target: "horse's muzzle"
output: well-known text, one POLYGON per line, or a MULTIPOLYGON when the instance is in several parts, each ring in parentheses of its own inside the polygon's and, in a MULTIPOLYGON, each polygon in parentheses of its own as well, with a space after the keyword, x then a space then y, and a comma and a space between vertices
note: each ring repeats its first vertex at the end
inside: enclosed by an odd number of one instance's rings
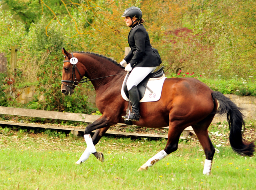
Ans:
POLYGON ((74 89, 71 88, 64 87, 61 89, 61 93, 66 96, 71 95, 74 92, 74 89))

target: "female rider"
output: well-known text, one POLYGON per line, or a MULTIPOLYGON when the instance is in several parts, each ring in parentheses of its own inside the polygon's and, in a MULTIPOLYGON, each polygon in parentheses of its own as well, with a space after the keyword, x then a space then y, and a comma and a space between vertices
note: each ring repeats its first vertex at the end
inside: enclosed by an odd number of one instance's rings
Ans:
POLYGON ((161 63, 157 54, 153 51, 148 34, 142 24, 142 13, 139 8, 131 7, 125 10, 122 17, 125 17, 126 26, 131 28, 128 35, 128 43, 131 49, 128 55, 120 62, 123 65, 128 63, 125 71, 131 71, 126 85, 132 103, 132 111, 122 116, 124 119, 138 121, 140 118, 140 95, 137 85, 161 63), (128 117, 129 117, 129 118, 128 117))

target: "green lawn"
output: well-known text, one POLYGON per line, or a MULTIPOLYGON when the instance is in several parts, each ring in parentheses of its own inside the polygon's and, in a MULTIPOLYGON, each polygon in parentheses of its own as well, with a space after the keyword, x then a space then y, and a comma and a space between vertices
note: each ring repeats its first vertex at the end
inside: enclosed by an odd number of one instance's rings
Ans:
POLYGON ((164 148, 166 139, 104 137, 96 148, 103 152, 105 162, 91 155, 76 165, 86 147, 82 137, 6 131, 0 128, 1 190, 256 189, 255 156, 238 156, 229 146, 216 147, 219 152, 209 176, 202 174, 202 147, 191 141, 181 142, 178 150, 139 172, 164 148))

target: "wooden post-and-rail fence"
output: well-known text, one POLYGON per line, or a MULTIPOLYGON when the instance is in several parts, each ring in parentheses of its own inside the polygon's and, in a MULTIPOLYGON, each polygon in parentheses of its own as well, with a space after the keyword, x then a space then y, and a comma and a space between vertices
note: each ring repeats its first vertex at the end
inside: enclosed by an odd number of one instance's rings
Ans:
MULTIPOLYGON (((23 108, 16 108, 14 107, 0 106, 0 114, 12 115, 18 116, 23 116, 32 117, 38 117, 48 119, 59 119, 62 120, 73 121, 81 121, 86 123, 92 123, 99 118, 100 115, 94 115, 83 113, 74 113, 58 111, 46 111, 35 109, 24 109, 23 108)), ((55 129, 71 131, 74 136, 77 136, 79 132, 84 132, 84 129, 78 129, 74 127, 55 127, 50 125, 36 125, 30 123, 24 123, 20 122, 0 121, 0 125, 8 125, 18 126, 20 127, 32 127, 43 128, 45 129, 55 129)), ((118 123, 116 125, 127 125, 123 123, 118 123)), ((134 125, 135 126, 135 125, 134 125)), ((163 127, 164 129, 169 129, 169 127, 163 127)), ((163 129, 162 128, 162 129, 163 129)), ((180 139, 187 139, 187 137, 190 133, 194 134, 192 127, 190 126, 187 127, 183 131, 183 137, 180 139)), ((117 131, 107 131, 106 134, 119 135, 123 135, 136 136, 146 137, 149 137, 167 138, 167 135, 154 135, 137 133, 126 133, 117 131)))

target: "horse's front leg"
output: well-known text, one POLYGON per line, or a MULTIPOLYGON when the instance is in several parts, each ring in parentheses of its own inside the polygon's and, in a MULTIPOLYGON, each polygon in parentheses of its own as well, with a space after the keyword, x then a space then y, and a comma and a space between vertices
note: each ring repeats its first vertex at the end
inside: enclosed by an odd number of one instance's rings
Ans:
POLYGON ((102 162, 104 161, 104 157, 102 152, 96 151, 95 145, 98 142, 102 135, 110 127, 111 124, 105 117, 102 116, 92 123, 86 128, 84 137, 87 147, 79 159, 76 162, 78 164, 84 162, 89 158, 91 154, 93 154, 97 158, 102 162), (92 139, 90 133, 95 129, 97 130, 92 139))

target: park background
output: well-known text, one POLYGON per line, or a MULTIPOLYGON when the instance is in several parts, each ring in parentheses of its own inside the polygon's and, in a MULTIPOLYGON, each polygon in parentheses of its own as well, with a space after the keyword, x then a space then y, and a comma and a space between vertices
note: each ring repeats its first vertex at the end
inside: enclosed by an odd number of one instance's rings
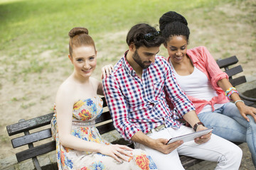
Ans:
MULTIPOLYGON (((93 76, 100 80, 100 68, 114 64, 127 50, 129 28, 142 22, 159 29, 159 17, 169 11, 186 18, 189 48, 204 45, 216 60, 236 55, 242 74, 255 79, 255 0, 0 0, 0 159, 18 151, 6 125, 53 111, 57 89, 73 69, 68 58, 71 28, 85 27, 95 40, 93 76)), ((159 54, 168 57, 164 47, 159 54)), ((242 164, 250 159, 245 155, 242 164)))

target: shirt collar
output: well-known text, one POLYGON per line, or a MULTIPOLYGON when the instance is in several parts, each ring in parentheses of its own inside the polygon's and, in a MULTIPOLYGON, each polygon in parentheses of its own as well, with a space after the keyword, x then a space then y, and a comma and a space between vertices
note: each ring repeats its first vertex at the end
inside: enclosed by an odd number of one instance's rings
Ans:
MULTIPOLYGON (((198 62, 199 61, 199 60, 198 60, 197 57, 193 57, 193 56, 191 56, 191 55, 190 55, 189 50, 188 50, 186 54, 187 54, 187 55, 188 56, 188 57, 191 60, 193 64, 196 63, 196 62, 198 62)), ((167 59, 167 61, 168 61, 168 62, 171 62, 170 57, 171 57, 170 56, 168 57, 168 59, 167 59)))

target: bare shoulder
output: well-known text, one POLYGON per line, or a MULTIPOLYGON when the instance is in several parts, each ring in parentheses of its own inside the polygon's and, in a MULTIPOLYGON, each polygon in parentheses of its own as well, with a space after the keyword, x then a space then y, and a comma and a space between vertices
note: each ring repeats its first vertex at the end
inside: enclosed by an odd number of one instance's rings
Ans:
POLYGON ((101 84, 101 82, 99 81, 99 80, 97 80, 97 79, 95 79, 95 78, 94 78, 94 77, 90 77, 90 80, 91 81, 91 82, 92 82, 92 84, 93 84, 93 86, 99 86, 99 84, 101 84))

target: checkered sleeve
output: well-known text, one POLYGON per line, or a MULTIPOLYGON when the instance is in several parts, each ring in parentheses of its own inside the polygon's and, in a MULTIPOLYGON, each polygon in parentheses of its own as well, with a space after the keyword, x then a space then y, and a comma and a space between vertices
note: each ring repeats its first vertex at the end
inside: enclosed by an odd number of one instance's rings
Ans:
POLYGON ((129 121, 127 105, 119 84, 112 76, 104 79, 102 83, 114 126, 124 140, 130 141, 132 137, 141 130, 129 121))
POLYGON ((171 103, 174 104, 174 113, 181 118, 188 112, 195 110, 196 108, 192 102, 186 96, 185 92, 181 90, 176 79, 172 68, 166 60, 163 60, 163 65, 165 66, 166 73, 164 85, 166 95, 169 96, 169 98, 171 99, 171 103))

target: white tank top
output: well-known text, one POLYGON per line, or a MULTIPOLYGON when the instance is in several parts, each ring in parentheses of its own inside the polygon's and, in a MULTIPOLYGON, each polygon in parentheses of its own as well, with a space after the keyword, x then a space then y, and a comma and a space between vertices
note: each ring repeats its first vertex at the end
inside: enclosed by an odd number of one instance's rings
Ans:
MULTIPOLYGON (((186 76, 180 76, 175 71, 174 66, 170 62, 174 69, 174 72, 177 81, 187 96, 197 98, 201 100, 210 101, 214 96, 217 96, 216 91, 213 89, 207 76, 198 68, 194 67, 193 72, 186 76)), ((214 108, 220 108, 223 104, 215 104, 214 108)), ((210 105, 206 105, 200 113, 211 111, 210 105)))

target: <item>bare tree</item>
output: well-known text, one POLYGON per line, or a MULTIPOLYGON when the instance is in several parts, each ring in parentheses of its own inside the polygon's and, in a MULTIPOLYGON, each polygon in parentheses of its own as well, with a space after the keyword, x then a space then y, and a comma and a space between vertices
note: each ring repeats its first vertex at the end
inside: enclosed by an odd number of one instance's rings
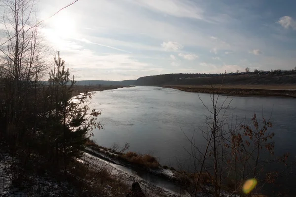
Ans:
POLYGON ((4 12, 1 22, 7 40, 0 47, 5 60, 0 71, 6 82, 7 134, 18 140, 21 134, 16 128, 26 116, 27 102, 32 100, 30 96, 34 95, 37 99, 36 90, 47 67, 44 58, 46 51, 38 32, 39 26, 34 20, 34 1, 0 0, 0 2, 4 12))

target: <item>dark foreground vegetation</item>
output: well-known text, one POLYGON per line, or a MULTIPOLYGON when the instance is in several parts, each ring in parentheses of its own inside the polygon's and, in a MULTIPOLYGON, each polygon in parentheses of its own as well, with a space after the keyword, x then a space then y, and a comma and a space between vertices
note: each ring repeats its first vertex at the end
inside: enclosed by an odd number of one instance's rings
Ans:
MULTIPOLYGON (((106 170, 107 164, 96 165, 84 157, 87 146, 104 150, 90 141, 93 129, 103 126, 97 119, 100 111, 87 104, 93 96, 89 91, 104 88, 99 85, 86 89, 85 86, 75 86, 74 76, 70 76, 59 53, 51 58, 38 33, 39 23, 34 23, 32 1, 0 2, 5 13, 1 25, 7 36, 7 42, 0 45, 0 194, 125 196, 128 190, 126 180, 111 175, 106 170), (44 78, 48 79, 47 83, 42 82, 44 78), (77 95, 82 90, 85 92, 77 95)), ((251 74, 237 76, 253 77, 251 74)), ((271 81, 277 78, 275 75, 271 81)), ((142 79, 138 80, 136 85, 164 85, 175 81, 171 79, 182 81, 175 76, 168 76, 152 79, 151 83, 141 83, 142 79)), ((222 79, 225 83, 230 80, 228 76, 222 79)), ((279 80, 295 83, 290 76, 281 75, 279 80)), ((217 77, 219 82, 220 77, 217 77)), ((266 77, 265 81, 269 79, 266 77)), ((279 179, 286 177, 285 172, 289 169, 291 173, 291 164, 287 162, 288 154, 274 155, 275 134, 270 131, 271 122, 264 117, 258 120, 254 114, 250 124, 228 124, 229 119, 224 112, 231 102, 226 99, 220 105, 220 93, 210 93, 211 106, 205 107, 211 115, 206 117, 207 127, 202 131, 207 145, 200 147, 191 136, 185 136, 191 145, 186 151, 191 157, 193 170, 177 171, 175 180, 192 197, 252 196, 265 193, 266 185, 278 186, 279 179), (264 154, 270 157, 264 159, 264 154), (279 163, 283 168, 266 167, 279 163), (247 194, 242 188, 250 179, 256 179, 258 183, 247 194)), ((133 165, 160 168, 155 157, 125 153, 127 148, 118 151, 114 147, 110 154, 133 165)), ((289 190, 286 193, 269 192, 273 196, 291 194, 289 190)))

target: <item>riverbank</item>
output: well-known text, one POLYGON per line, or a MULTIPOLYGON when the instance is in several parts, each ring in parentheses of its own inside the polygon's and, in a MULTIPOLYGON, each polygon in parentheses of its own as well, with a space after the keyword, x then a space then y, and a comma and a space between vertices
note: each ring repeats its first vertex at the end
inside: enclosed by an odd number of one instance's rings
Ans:
POLYGON ((134 86, 121 85, 105 86, 100 85, 82 86, 79 85, 75 85, 73 87, 74 90, 73 93, 73 96, 74 97, 79 95, 81 93, 84 92, 85 91, 87 91, 88 92, 102 91, 107 90, 115 90, 122 88, 131 88, 133 87, 134 86))
POLYGON ((214 85, 213 87, 210 86, 167 85, 162 87, 196 93, 220 93, 228 95, 296 98, 296 85, 225 85, 221 87, 221 85, 214 85))

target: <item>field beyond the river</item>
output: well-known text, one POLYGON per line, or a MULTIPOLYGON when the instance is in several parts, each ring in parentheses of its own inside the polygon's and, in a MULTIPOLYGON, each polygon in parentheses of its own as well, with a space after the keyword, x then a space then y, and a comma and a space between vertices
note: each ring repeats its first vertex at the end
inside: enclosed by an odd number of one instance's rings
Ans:
POLYGON ((237 85, 163 86, 183 91, 239 96, 263 96, 296 98, 296 85, 237 85))

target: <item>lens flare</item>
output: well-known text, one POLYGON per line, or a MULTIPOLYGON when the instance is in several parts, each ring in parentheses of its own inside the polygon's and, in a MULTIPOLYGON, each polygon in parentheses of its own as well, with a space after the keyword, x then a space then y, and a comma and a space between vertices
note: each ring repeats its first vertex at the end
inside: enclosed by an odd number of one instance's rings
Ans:
POLYGON ((243 191, 245 194, 248 194, 255 187, 257 184, 257 181, 256 179, 253 178, 249 179, 245 182, 243 186, 243 191))

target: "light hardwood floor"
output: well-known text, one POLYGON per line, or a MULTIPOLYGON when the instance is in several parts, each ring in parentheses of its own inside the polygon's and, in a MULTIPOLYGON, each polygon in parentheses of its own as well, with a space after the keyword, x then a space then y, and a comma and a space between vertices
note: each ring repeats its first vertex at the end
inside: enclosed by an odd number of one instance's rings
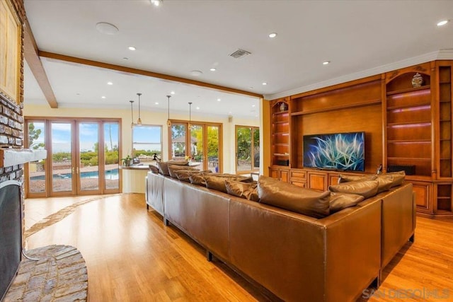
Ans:
MULTIPOLYGON (((81 252, 90 301, 267 300, 225 265, 207 262, 205 250, 175 227, 164 226, 161 216, 146 210, 144 194, 28 199, 25 213, 26 230, 35 226, 27 248, 67 244, 81 252)), ((453 301, 453 221, 418 217, 415 243, 398 252, 384 277, 374 296, 370 288, 364 291, 370 298, 360 300, 453 301)))

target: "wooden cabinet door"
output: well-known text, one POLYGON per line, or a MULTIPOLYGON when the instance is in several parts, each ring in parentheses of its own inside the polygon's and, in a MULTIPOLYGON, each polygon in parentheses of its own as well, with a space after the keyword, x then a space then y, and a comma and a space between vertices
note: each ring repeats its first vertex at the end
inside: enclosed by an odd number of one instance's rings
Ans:
POLYGON ((326 191, 327 190, 327 173, 309 172, 309 187, 326 191))

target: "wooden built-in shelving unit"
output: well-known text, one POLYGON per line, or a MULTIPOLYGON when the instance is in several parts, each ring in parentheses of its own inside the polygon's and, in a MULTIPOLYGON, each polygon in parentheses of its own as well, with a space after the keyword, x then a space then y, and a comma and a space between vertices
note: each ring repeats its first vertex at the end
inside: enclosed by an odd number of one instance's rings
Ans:
POLYGON ((365 132, 365 171, 415 168, 418 213, 453 218, 453 61, 433 61, 271 101, 270 175, 327 190, 339 174, 304 168, 303 137, 365 132), (423 79, 414 87, 417 73, 423 79), (280 110, 282 102, 287 111, 280 110), (285 161, 289 165, 282 165, 285 161))

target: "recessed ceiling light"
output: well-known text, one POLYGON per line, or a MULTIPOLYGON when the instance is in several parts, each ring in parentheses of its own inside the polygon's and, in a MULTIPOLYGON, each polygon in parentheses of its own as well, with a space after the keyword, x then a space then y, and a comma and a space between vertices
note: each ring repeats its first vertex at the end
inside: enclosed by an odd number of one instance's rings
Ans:
POLYGON ((445 25, 447 23, 448 23, 448 20, 442 20, 442 21, 440 21, 440 22, 439 22, 437 23, 437 26, 442 26, 442 25, 445 25))
POLYGON ((162 2, 164 2, 163 0, 150 0, 149 2, 151 2, 151 4, 154 4, 154 6, 159 6, 161 4, 162 4, 162 2))
POLYGON ((203 74, 203 72, 200 71, 200 70, 193 70, 192 71, 190 71, 190 74, 193 76, 200 76, 203 74))
POLYGON ((107 22, 99 22, 96 23, 96 30, 98 30, 99 33, 105 35, 115 35, 119 31, 118 28, 107 22))

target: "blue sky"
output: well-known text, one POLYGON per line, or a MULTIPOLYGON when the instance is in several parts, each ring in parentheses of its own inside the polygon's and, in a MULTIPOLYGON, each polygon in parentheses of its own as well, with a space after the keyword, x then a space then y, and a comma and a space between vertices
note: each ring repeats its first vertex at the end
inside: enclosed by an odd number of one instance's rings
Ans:
MULTIPOLYGON (((41 129, 41 134, 34 141, 34 143, 44 143, 45 131, 44 123, 35 122, 35 129, 41 129)), ((81 151, 94 151, 94 144, 98 141, 98 125, 97 123, 81 122, 79 124, 79 137, 80 139, 81 151)), ((54 153, 69 152, 71 151, 71 134, 74 129, 71 129, 71 123, 68 122, 52 122, 52 148, 54 153)), ((134 127, 133 141, 135 143, 137 149, 161 149, 161 126, 143 125, 142 127, 134 127), (141 144, 139 143, 154 143, 152 145, 141 144)), ((104 140, 107 144, 108 149, 110 146, 110 135, 112 138, 111 145, 118 146, 119 133, 118 124, 110 123, 104 124, 104 140), (111 132, 109 131, 109 125, 111 126, 111 132)), ((132 148, 132 146, 131 146, 132 148)), ((123 153, 130 154, 130 150, 123 150, 123 153)))

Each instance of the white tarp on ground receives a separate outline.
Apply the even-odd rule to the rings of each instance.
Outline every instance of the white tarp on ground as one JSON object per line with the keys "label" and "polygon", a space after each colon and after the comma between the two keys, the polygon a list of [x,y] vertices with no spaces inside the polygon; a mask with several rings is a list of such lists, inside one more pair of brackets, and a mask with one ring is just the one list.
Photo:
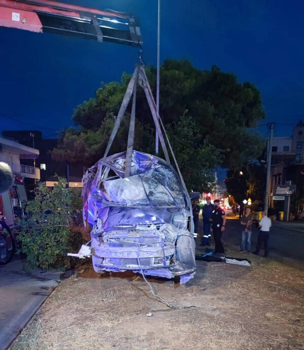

────────

▶ EXERCISE AIM
Could you set out everything in the records above, from the line containing "Each instance of" down to the line containing "Apply the even-odd", as a JSON list of strings with one string per line and any blank lines left out?

▶ TASK RESPONSE
[
  "Each instance of the white tarp on ground receives a separate outline.",
  "Apply the even-odd rule to the rings of each instance."
]